---------- Data to process
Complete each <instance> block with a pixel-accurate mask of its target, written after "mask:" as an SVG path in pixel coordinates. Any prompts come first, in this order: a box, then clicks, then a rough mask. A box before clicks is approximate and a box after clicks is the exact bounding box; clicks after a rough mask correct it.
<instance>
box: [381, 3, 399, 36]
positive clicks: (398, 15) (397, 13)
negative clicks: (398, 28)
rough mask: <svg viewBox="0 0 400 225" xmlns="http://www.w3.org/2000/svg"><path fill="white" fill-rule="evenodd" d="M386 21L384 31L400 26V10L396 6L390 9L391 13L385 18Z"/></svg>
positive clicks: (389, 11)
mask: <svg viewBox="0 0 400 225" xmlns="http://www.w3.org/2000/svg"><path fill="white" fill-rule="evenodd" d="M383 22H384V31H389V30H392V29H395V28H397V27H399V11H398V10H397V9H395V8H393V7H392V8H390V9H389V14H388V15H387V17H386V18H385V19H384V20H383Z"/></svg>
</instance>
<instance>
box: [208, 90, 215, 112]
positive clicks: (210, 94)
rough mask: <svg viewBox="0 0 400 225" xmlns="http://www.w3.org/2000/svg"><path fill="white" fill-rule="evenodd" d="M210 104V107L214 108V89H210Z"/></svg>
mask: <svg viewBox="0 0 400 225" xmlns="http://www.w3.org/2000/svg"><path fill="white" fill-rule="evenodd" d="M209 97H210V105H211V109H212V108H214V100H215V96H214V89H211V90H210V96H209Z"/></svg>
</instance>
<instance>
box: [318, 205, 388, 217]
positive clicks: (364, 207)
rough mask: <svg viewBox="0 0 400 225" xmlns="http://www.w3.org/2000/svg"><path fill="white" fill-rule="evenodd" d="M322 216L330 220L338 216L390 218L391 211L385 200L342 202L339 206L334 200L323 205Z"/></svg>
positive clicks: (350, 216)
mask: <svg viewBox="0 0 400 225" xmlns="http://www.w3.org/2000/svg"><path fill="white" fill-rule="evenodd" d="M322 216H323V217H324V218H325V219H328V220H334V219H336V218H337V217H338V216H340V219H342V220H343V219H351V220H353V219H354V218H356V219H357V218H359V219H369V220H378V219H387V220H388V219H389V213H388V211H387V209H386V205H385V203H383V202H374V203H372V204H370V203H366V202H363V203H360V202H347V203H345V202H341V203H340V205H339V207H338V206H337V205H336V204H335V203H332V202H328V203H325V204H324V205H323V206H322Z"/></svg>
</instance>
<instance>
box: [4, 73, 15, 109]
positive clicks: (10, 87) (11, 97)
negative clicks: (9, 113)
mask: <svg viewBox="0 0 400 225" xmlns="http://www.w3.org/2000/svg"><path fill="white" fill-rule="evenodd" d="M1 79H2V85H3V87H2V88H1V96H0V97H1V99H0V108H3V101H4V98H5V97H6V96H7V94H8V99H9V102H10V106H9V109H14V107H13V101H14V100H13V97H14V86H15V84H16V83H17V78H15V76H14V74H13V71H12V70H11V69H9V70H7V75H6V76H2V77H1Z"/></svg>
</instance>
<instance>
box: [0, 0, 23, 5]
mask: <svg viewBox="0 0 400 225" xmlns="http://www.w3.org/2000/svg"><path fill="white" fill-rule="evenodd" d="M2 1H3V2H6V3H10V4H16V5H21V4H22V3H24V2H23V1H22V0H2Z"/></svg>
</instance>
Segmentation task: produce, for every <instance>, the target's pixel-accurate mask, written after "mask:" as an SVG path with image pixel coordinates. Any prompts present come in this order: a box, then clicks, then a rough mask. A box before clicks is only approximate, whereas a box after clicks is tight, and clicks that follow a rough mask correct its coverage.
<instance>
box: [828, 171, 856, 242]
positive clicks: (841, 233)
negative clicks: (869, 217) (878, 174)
--------------------
• Assignment
From the listing above, copy out each line that contains the string "positive", and leave out every other line.

• Task output
positive clicks: (398, 15) (397, 13)
positive clicks: (389, 11)
positive clicks: (210, 94)
positive clicks: (364, 207)
positive clicks: (350, 216)
positive clicks: (10, 87) (11, 97)
positive clicks: (841, 233)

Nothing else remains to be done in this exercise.